* [CONSIGNE 1]
Recopiez à l'identique le passage du texte fourni qui commence par « Les tests journalistiques » et se poursuit jusqu'à « expérience de jeu. ».
* [CONSIGNE 2]
Indiquez si chacune des affirmations suivantes concorde avec le texte fourni, en répondant par oui ou par non et en citant à l'identique les mots du texte qui tranchent : (a) la mécanique permettant de dominer les Orques n'apparaît qu'après plusieurs heures de jeu ; (b) l'auteur juge que le rédacteur du test n'aurait pas dû évoquer l'anneau de pouvoir ; (c) l'auteur n'avait pas apprécié le premier épisode.

* [TEXTE FOURNI]
Les tests journalistiques font partie du paysage du jeu vidéo depuis maintenant un paquet d’années, bien avant l’arrivée d’Internet. Il est assez difficile, de nos jours, de concevoir l’achat d’un titre sans avoir au préalable consulté plusieurs d’entre eux. Pourtant, la lecture d’un test n’est pas un acte anodin, et de nombreux facteurs peuvent ruiner notre expérience de jeu.
Spoil qui peut
Je ne prends pas trop de risque en affirmant que la grande majorité d’entre nous s’est déjà perdue dans les paragraphes détaillés d’un test professionnel. Que ce soit pour définir la valeur d’un jeu ou par simple curiosité, la plupart des gens s’intéressent aux tests. Ils sont profondément ancrés dans notre quotidien de joueur, et c’est une étape obligatoire pour tous les magazines professionnels de jeu vidéo.
Pourtant, dès le moment où il commence à écumer les paragraphes d’un test de jeu, le joueur prend le risque d’altérer sa perception de ce dernier. De nombreux facteurs rentrent bien évidemment en compte, mais nous allons nous attarder, pour le moment, sur le plus évident : le spoil. Car non, le spoil n’est pas juste une question d’histoire. Afin de réaliser une synthèse complète, le rédacteur se doit de détailler certains éléments, qu’ils soit bons ou mauvais, au risque de foutre en l’air le plaisir de la découverte.
Lors de la sortie de La Terre du Milieu: L’Ombre de la Guerre, par exemple, j’aurais aimé garder la surprise de l’anneau de pouvoir qui permet de dominer les Orques. Cette mécanique ne vient qu’après plusieurs heures de jeu et modifie en grande partie le gameplay et l’intérêt du titre. Lorsque j’ai commencé l’aventure, je n’avais que ce pouvoir en tête et son obtention était devenue une obsession. Par conséquent, j’ai rushé le début de l’aventure jusqu’à l’obtenir, ce qui a rendu mes premières heures de jeu totalement imbuvables. Je ne dis pas que le rédacteur n’aurait pas dû en parler, il s’agit d’une mécanique essentielle et elle se devait d’apparaître dans le test. Mais cela montre qu’il faut parfois réfléchir avant de se jeter aveuglément sur le premier test venu.
Parce qu’en y repensant, j’aurais acheté L’Ombre de la Guerre quoi qu’il arrive – j’avais bien aimé le premier et il n’y avait aucune raison que je boude celui-ci. Il y a des jeux comme ça où l’on sait d’avance qu’ils finiront dans notre ludothèque. C’est un peu plus délicat lorsqu’il s’agit de nouvelle licence, mais pas impossible. Par exemple, je sais pertinemment que je prendrai Cyberpunk 2077 à sa sortie — déjà parce que je fais confiance à CD Projekt RED pour nous sortir un petit bijou — et aussi parce que je suis un grand fan de l’univers cyberpunk.

* [DONNÉES FOURNIES]
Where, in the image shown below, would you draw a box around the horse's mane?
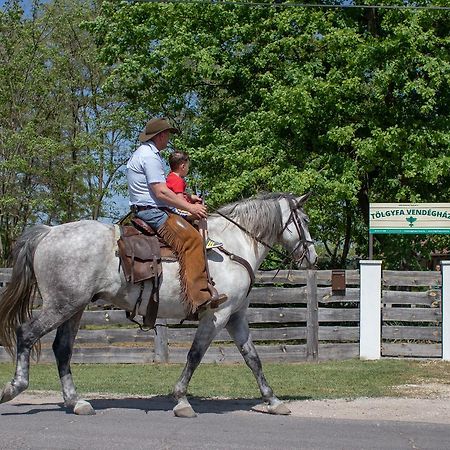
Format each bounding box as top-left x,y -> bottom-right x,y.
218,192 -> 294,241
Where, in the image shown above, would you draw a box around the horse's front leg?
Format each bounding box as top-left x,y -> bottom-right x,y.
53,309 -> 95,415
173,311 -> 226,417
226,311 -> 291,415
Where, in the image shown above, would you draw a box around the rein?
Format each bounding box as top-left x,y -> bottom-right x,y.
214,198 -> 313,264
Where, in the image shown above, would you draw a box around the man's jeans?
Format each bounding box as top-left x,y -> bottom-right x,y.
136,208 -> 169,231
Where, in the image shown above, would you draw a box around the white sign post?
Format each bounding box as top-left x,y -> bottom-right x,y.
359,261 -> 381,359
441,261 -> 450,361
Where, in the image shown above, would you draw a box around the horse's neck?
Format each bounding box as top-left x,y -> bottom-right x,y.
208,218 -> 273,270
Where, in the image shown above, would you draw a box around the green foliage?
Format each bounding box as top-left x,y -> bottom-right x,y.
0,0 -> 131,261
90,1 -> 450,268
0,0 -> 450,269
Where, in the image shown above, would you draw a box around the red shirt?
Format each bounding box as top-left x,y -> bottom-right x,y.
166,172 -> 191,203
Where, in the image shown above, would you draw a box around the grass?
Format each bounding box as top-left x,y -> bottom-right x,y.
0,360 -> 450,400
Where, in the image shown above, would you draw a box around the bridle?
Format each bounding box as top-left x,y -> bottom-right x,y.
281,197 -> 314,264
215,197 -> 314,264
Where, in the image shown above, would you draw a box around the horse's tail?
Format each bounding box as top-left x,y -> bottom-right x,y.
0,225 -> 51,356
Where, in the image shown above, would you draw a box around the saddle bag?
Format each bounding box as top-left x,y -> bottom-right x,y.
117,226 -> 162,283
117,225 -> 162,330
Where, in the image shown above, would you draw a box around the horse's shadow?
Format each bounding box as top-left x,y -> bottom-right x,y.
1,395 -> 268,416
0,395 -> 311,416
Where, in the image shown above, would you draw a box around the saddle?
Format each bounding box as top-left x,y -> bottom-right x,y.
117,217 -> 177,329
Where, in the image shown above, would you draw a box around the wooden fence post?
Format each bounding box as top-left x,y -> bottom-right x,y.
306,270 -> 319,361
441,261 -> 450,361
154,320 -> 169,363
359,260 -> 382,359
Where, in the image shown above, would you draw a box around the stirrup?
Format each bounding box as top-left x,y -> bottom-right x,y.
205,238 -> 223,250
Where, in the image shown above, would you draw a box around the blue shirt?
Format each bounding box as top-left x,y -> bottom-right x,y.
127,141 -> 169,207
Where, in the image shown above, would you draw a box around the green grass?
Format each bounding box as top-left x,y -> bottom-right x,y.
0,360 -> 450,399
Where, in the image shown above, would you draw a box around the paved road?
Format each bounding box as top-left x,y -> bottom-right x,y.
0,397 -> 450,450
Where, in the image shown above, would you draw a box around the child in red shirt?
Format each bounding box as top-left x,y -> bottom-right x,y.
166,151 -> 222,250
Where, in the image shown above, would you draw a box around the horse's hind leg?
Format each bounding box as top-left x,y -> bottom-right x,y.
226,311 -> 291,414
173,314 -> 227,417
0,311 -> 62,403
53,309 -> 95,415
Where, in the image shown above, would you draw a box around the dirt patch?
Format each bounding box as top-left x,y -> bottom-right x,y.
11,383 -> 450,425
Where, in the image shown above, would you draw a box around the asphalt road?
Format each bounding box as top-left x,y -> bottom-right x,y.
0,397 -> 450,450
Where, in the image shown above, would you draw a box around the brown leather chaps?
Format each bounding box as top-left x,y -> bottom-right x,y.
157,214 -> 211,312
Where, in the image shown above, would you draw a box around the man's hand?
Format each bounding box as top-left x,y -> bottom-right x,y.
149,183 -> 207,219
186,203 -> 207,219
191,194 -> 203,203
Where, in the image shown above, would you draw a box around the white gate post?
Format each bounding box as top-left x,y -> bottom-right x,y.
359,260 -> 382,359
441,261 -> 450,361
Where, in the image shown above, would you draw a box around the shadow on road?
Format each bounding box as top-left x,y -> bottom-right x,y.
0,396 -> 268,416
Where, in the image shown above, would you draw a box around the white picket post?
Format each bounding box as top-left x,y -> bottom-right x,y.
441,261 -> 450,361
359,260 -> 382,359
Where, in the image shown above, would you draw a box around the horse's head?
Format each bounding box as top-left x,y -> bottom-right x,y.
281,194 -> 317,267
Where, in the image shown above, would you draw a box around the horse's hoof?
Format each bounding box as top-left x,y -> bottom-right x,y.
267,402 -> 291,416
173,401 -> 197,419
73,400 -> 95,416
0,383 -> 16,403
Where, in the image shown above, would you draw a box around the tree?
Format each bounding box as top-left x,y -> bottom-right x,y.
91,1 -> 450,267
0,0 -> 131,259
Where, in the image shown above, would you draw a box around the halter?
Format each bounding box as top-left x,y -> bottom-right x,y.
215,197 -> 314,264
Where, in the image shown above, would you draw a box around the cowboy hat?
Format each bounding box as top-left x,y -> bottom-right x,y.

* [RÉPONSE PROPOSÉE 1]
Les tests journalistiques font partie du paysage du jeu vidéo depuis maintenant un paquet d’années, bien avant l’arrivée d’Internet. Il est assez difficile, de nos jours, de concevoir l’achat d’un titre sans avoir au préalable consulté plusieurs d’entre eux. Pourtant, la lecture d’un test n’est pas un acte anodin, et de nombreux facteurs peuvent ruiner notre expérience de jeu.

* [RÉPONSE PROPOSÉE 2]
(a) Oui : « Cette mécanique ne vient qu’après plusieurs heures de jeu ».
(b) Non : « Je ne dis pas que le rédacteur n’aurait pas dû en parler ».
(c) Non : « j’avais bien aimé le premier ».